- _THE REQUEST_: Repeat the court order word for word, starting at "IT IS HEREBY" up to and including "Bercoon is GRANTED.".

- _SOURCE TEXT_:
(begin)

UNITED STATES DISTRICT COURT CENTRAL DISTRICT OF CALIFORNIA WESTERN DIVISION


August 30, 2011

SECURITIES AND EXCHANGE COMMISSION, PLAINTIFF,
v.
LADP ACQUISITION, INC.; WILLIAM A. GOLDSTEIN AND MARC E. BERCOON, DEFENDANTS.

The opinion of the court was delivered by: Honorable R. Gary Klausner United States District Judge

ORDER GRANTING MOTION BY PLAINTIFF SECURITIES AND EXCHANGE COMMISSION FOR SUMMARY JUDGMENT AND FINAL JUDGMENT AS TO DEFENDANTS LADP ACQUISITION, INC.; WILLIAM A. GOLDSTEIN AND MARC E. BERCOON

This matter having come before the Court on Plaintiff Securities and Exchange Commission's Motion For Summary Judgment As To Disgorgement And Civil Penalties Against Defendants LADP Acquisition, Inc., William A. Goldstein, And Marc E. Bercoon; the Defendants previously having admitted the Court's jurisdiction over each of them and over the subject matter of this action and consented to the entry of a Judgment Of Permanent Injunction And Other Relief as to each of them, which Judgments were entered as to each of the Defendants (Docket Nos. 52-54); and the Court having considered the motion by the Securities and Exchange Commission ("Commission"), and all papers and arguments submitted regarding that motion:

I.

IT IS HEREBY ORDERED, ADJUDGED AND DECREED that the Commission's Motion For Summary Judgment As To Disgorgement And Penalties Against Defendants LADP Acquisition, Inc., William A. Goldstein, And Marc E. Bercoon is GRANTED.

II.

(end)

Image location labeling entries
(begin)

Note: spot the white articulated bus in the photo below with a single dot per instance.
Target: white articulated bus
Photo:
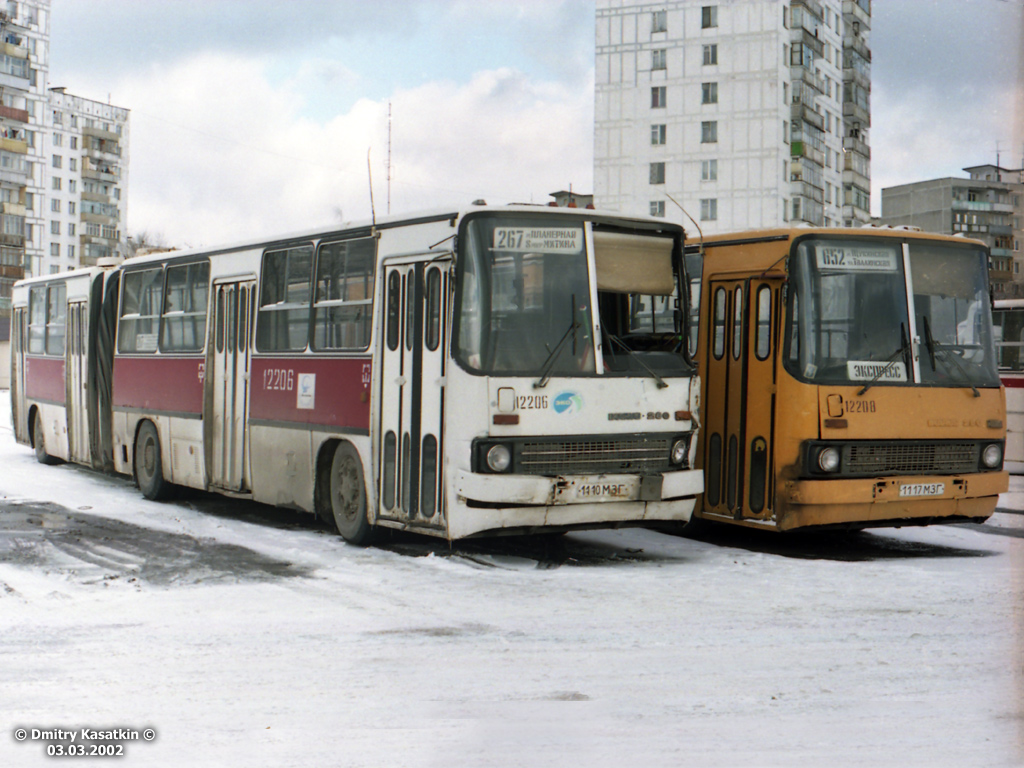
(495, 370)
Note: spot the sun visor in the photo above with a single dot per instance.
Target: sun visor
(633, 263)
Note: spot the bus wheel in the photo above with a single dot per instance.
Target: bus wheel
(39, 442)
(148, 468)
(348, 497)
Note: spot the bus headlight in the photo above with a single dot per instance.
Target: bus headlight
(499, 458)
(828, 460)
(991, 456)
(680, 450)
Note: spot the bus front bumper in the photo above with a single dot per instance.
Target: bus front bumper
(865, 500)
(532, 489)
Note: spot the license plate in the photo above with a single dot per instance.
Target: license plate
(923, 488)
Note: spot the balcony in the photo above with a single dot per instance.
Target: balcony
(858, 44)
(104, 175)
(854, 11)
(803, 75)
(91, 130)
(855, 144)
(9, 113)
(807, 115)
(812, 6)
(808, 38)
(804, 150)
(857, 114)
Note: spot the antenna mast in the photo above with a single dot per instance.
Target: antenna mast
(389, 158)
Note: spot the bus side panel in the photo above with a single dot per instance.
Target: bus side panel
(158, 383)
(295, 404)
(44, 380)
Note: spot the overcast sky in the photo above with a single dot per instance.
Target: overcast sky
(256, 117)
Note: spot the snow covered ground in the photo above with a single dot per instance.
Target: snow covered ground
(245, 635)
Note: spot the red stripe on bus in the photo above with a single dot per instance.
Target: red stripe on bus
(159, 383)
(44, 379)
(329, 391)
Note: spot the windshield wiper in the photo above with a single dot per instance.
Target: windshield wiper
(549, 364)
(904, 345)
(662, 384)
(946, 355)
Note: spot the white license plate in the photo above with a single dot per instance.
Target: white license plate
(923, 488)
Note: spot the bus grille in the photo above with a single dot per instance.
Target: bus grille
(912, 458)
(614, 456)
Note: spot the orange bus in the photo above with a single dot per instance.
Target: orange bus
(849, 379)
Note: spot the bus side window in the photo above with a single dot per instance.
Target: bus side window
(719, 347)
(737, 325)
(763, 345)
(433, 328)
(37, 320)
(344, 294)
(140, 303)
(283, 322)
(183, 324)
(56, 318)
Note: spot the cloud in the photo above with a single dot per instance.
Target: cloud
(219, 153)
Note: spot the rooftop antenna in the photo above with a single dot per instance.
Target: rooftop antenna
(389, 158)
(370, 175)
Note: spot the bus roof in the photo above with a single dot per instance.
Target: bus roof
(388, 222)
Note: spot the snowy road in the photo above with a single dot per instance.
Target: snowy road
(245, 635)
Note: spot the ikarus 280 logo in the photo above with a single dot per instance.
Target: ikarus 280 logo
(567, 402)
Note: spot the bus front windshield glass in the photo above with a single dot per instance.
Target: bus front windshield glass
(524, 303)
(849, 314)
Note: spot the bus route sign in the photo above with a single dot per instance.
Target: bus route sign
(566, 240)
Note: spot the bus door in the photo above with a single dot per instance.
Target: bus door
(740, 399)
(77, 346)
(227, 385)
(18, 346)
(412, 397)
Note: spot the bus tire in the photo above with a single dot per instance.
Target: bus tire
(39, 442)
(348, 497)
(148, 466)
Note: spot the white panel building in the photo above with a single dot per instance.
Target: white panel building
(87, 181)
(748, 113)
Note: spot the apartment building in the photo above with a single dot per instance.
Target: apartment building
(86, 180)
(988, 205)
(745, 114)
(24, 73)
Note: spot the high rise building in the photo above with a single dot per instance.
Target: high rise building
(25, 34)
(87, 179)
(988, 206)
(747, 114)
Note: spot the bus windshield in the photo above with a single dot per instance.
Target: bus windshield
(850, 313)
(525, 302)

(end)
(begin)

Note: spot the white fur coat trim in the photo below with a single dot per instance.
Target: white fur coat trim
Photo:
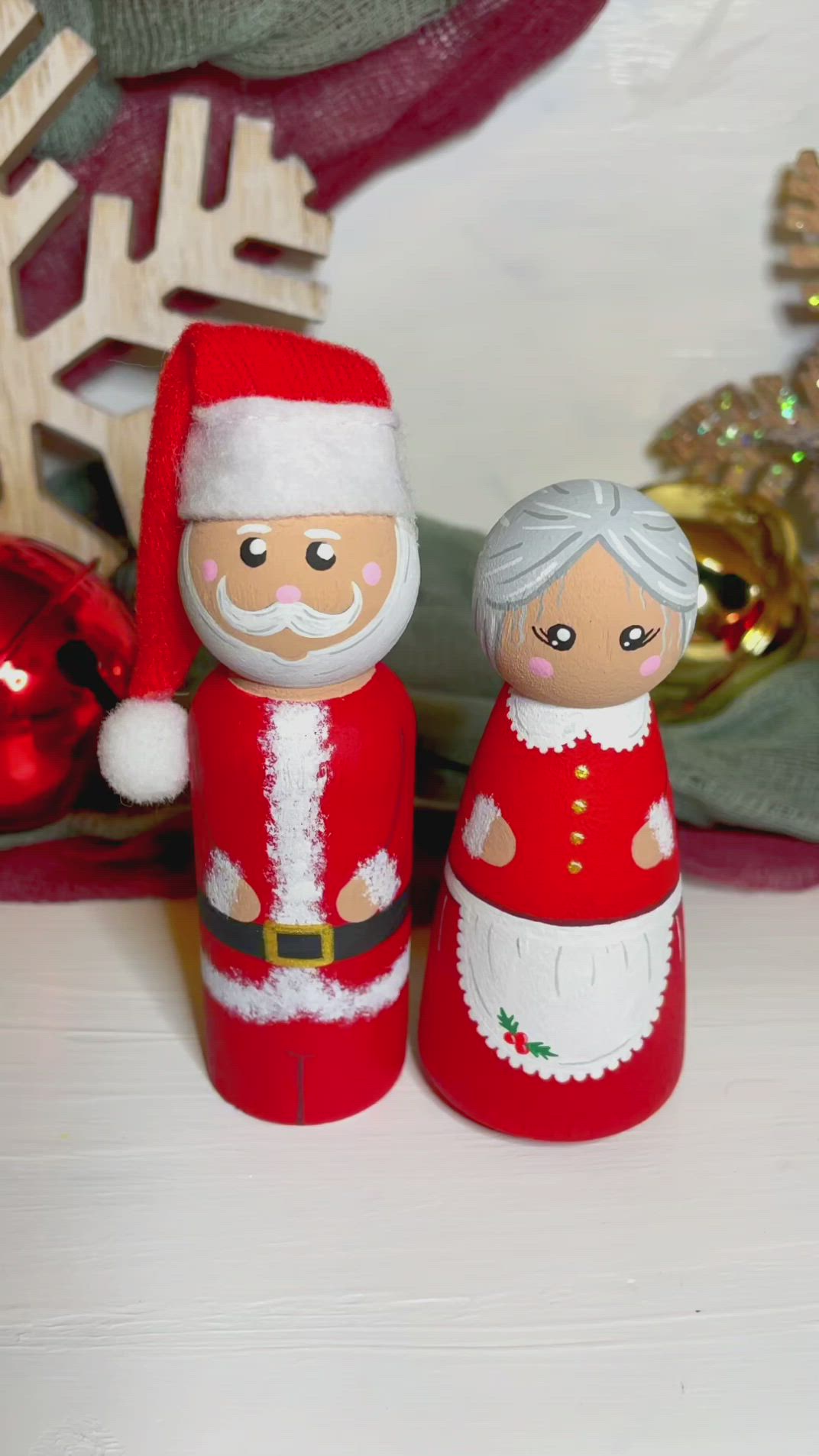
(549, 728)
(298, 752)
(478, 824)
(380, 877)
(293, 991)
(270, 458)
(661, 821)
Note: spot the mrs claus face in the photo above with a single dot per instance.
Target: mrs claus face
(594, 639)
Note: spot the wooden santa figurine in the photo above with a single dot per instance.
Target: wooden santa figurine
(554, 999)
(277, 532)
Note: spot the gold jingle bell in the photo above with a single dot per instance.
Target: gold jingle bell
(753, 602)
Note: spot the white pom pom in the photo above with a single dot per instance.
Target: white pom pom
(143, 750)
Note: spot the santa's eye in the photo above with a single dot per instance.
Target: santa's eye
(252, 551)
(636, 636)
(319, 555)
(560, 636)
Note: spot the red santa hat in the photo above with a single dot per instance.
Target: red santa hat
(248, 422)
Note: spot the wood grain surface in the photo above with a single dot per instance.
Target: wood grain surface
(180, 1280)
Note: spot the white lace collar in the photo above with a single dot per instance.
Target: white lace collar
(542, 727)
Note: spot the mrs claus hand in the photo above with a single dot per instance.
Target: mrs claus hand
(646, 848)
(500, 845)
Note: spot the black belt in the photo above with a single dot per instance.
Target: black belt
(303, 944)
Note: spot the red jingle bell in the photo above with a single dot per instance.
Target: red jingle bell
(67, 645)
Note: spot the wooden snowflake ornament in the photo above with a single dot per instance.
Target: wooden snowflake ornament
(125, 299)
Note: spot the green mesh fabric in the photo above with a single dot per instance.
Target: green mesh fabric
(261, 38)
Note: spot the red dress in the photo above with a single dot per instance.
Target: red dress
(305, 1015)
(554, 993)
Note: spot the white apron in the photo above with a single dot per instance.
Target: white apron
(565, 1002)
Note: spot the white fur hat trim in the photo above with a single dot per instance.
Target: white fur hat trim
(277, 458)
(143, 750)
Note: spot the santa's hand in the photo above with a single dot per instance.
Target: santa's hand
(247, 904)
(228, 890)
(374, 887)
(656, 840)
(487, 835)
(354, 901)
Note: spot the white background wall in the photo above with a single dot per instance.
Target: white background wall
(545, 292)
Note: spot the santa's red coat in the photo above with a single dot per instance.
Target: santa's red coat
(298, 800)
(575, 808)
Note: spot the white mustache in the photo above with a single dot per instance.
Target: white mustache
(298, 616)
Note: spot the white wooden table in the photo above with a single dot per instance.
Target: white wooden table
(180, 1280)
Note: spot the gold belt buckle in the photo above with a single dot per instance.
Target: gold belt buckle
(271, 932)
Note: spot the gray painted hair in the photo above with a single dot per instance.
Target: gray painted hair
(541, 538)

(end)
(begin)

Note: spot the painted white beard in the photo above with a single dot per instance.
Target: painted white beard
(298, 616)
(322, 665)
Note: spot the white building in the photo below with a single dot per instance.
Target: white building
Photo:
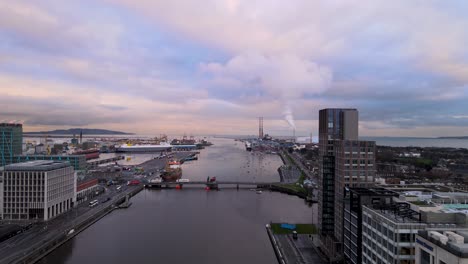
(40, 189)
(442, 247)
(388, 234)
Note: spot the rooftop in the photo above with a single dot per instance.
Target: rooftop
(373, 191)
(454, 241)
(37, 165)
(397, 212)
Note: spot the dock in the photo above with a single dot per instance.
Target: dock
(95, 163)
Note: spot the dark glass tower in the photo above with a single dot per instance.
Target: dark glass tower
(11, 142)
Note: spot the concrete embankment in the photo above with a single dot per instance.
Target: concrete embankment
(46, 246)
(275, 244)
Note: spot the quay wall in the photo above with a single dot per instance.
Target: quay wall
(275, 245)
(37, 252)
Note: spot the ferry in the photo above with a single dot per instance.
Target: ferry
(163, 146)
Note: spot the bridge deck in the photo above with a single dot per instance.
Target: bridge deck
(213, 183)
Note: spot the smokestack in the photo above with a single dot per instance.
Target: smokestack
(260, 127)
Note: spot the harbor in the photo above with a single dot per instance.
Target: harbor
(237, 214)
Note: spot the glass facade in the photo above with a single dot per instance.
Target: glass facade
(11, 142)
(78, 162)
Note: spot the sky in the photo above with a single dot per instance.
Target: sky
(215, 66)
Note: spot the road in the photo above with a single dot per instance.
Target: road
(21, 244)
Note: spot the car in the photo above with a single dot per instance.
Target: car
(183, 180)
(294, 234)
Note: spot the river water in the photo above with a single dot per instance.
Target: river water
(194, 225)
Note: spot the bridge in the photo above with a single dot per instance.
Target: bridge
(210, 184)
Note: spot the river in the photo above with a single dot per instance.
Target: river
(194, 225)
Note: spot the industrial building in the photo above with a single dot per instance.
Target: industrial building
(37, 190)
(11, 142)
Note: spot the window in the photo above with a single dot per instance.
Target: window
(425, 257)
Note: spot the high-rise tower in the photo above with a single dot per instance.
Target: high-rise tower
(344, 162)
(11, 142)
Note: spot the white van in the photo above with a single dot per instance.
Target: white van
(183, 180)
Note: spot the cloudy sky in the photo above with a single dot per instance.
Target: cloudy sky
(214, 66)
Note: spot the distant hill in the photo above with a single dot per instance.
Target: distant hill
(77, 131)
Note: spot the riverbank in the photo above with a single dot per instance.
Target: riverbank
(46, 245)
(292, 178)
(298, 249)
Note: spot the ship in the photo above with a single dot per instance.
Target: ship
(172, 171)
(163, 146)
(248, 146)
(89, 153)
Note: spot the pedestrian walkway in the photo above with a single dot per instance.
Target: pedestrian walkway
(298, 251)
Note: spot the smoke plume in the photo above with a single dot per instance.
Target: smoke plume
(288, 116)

(end)

- _FULL RESPONSE_:
IT IS HEREBY ORDERED, ADJUDGED AND DECREED that the Commission's Motion For Summary Judgment As To Disgorgement And Penalties Against Defendants LADP Acquisition, Inc., William A. Goldstein, And Marc E. Bercoon is GRANTED.